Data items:

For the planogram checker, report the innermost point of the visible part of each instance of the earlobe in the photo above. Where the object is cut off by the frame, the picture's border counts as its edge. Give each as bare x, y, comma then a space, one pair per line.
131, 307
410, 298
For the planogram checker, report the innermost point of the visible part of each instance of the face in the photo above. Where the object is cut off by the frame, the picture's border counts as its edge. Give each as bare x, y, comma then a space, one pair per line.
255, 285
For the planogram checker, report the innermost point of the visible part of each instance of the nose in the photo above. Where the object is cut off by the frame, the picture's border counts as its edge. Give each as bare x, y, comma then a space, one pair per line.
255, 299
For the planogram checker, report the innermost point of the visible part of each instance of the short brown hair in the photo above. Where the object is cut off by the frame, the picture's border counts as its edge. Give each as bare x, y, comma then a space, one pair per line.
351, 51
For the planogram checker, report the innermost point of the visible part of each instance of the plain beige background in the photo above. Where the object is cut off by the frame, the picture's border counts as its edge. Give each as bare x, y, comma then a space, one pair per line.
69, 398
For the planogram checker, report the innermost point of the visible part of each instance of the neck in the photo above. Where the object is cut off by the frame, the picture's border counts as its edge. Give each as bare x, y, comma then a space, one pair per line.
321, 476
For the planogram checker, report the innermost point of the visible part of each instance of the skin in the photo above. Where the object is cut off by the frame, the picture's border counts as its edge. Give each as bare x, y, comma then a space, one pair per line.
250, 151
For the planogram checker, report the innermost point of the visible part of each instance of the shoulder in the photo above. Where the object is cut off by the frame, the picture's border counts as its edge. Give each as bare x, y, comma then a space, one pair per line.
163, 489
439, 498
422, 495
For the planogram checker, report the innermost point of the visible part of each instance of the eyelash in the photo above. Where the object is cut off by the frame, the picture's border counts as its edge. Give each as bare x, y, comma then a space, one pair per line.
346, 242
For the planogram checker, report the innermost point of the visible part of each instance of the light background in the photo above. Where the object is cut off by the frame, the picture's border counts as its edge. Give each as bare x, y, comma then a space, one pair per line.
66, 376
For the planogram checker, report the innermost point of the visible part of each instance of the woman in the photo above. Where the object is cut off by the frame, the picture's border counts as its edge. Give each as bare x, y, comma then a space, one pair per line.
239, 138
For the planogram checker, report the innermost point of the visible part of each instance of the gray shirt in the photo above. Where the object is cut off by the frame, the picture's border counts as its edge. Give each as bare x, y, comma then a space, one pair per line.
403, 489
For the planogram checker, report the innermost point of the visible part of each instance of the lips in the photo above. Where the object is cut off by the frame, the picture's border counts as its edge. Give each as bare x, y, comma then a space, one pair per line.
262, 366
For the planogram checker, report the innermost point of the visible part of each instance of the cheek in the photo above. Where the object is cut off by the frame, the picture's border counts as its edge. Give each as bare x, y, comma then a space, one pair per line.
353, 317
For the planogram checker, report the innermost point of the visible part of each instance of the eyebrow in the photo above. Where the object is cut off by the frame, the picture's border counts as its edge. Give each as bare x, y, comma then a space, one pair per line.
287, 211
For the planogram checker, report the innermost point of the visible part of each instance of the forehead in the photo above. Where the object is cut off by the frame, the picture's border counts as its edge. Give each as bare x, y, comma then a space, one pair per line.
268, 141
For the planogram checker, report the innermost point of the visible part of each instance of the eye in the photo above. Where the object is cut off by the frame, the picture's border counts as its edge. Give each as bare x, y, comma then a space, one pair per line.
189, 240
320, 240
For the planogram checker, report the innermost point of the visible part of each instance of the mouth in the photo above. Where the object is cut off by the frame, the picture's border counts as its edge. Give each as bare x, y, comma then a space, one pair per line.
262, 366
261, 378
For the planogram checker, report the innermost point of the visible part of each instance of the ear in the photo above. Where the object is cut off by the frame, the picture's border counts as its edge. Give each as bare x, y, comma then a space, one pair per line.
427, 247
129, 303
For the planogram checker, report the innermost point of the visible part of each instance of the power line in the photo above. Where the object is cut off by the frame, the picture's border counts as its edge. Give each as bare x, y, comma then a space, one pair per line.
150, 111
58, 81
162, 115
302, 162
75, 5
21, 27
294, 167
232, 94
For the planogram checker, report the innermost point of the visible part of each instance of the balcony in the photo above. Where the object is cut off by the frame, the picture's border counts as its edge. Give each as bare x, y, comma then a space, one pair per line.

### Instructions for the task
Please reproduce each line exactly as written.

### Result of this task
For the planogram checker, report the innermost point of the visible part of each instance of the earlobe in the photo above. Where the object is cut off by the frame, the picture's border counts as its edge. Give each as bare x, y, comma then a space, one pair per line.
131, 307
410, 298
For the planogram checker, report the innermost point of the visible part of each instance of the face in the photo above. Where the object is cut off by the frame, the picture's border counts as its edge. Give each as bare x, y, comma then a space, one pair per line.
255, 285
For the planogram checker, report the innermost point of the visible part of each instance of the nose in the photo above. Where the object is cut off by the frame, the picture's border counts as its edge. Give each as bare x, y, comma then a space, one pair per line.
255, 299
For the planogram checker, report the innermost point of the visible part of each instance of the short brown hair in the photo above. Where the object is cut off by the frame, the picture's border counts as its edge. Give each as bare x, y, comma then a space, one pair per line.
351, 51
For the planogram checker, report the innermost point of the visible part of each instance of the plain beige background in the photo above. Where the object is cut off by the frame, the picture's border counts as its edge. Give each as bare x, y, comma then a space, one pair per line.
69, 398
For the planogram checker, report the innermost point of the visible part of each instance of the neck in the photo above. Where the object is cut off by the frame, the picture's border counts as its edge. Give each as bare x, y, comma then a space, one pair per line.
321, 476
For the planogram checker, report the innermost point of the visible part of each instance of the skin in the photo above. Where the object is cut off by the frame, the picture's border counts as its edge. Give each as bare x, y, comma then a space, one pair per line.
250, 151
For the planogram checker, report the innermost point of the visible part of each instance of the shoulder in the photo above. Where the object is cut off by the frame, the picture's border counts as its edge. Give each as bare x, y, comma then a space, one pair per line.
163, 489
439, 498
422, 495
For the planogram checker, report the innermost point of the visible part of each instance of the eyelash in the photo above. Where the object is cut off by the frame, the picture's border counts as its edge. Give each as bare x, y, comma then a space, one pair per line.
346, 242
For the planogram checker, report the innermost point of the visible part of each instance of the light background in the photo above. Where the object is cut off by the frame, the picture's border counts as its edge. Give each as bare x, y, comma then a space, one pair per line.
66, 376
For the planogram checker, report the innermost point of the visible part of each instance of the woman in the photo above. Where the object is cut off by the frame, the picture's border counts as its edge. Give each as bare x, y, comma then a space, one pair per line.
239, 138
For the planogram checker, report the innermost point of the visible part of each instance of the gray shirt in the photo above. Where the object is cut off by the frame, the picture's border counts as its edge. Give each as bare x, y, comma then a space, one pair per line.
403, 489
For the planogram checker, report the innermost point of the visible part of each instance of the lips in the photo above. Where the object is cut off by the frame, the picture's border counts as its edge. Give each as bare x, y, comma then a space, one pair per line.
262, 366
For the planogram checker, report the innermost point of the visible part of each instance of the cheek in the photo above. Where the object is cut off by the frame, the picture's border counts as its edge. Give each as bare x, y, comma then a space, one pair per line.
353, 317
For the planogram checker, report the innermost point of the visible part of each instance of the eyebrow in the photo above. Where the object is cut off by the frame, the picture's border counts as its edge. Give each as bare x, y, comma then a space, one pair per line.
287, 211
For the planogram checker, report the innermost point of the visible part of each instance of the forehead in the photo above. Where the object is cut off by the frame, the picture's border counts as its edge. Give each as bare x, y, comma then a space, one pair per line.
268, 141
For the planogram checker, report the innermost point of the visible part of each instance of the eye in the photo above. Where the object is cut off by the frame, the picture's border counts as its edge. Give each as bare x, y, comma then a space, one pair per line.
189, 240
320, 240
For the planogram checker, report the innermost point of the visible part of each instance of the mouth in the photo above. Where the object is cut off by the frame, the picture's border counts as its edge. Give each as bare x, y, comma then a space, one pair per line.
262, 366
261, 378
For the planogram checker, report the innermost point of the visible part of each instance of the ear in the photo above. Where the object is cut off by the frame, the picture's border counts as its edge. Give each as bare x, y, comma then a space, one pair per line.
427, 247
129, 303
For the planogram checker, report the innermost point of the visible part of each instance of the power line in the photo above. Where the object is cut off by the frame, the picture's border counts as its edge. Give each as bare x, y, comma then a space, one pair per line.
150, 111
58, 81
162, 115
302, 162
75, 5
21, 27
294, 167
232, 94
For the planogram checker, report the innermost point of the visible part of each instance of the balcony in the photo above. Where the object is cut off by the frame, the picture's border counts as its edge. Give each as bare x, y, comma then a space, one pair per line.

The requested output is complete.